- _PROBLEM_: Please copy all of the entries exactly, but drop every picture.

- _Dataset excerpts_:
* * * * * * * * *

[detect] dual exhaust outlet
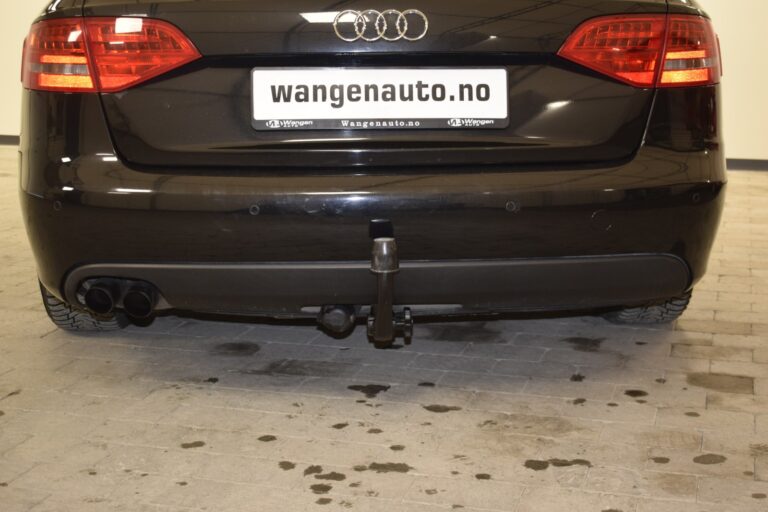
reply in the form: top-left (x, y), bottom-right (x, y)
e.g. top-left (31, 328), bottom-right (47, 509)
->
top-left (83, 280), bottom-right (157, 318)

* * * * * * * * *

- _ANSWER TO THIS TASK_:
[detect] dual exhaust outlet
reply in the form: top-left (x, y), bottom-right (x, y)
e.g. top-left (31, 328), bottom-right (47, 509)
->
top-left (83, 280), bottom-right (157, 318)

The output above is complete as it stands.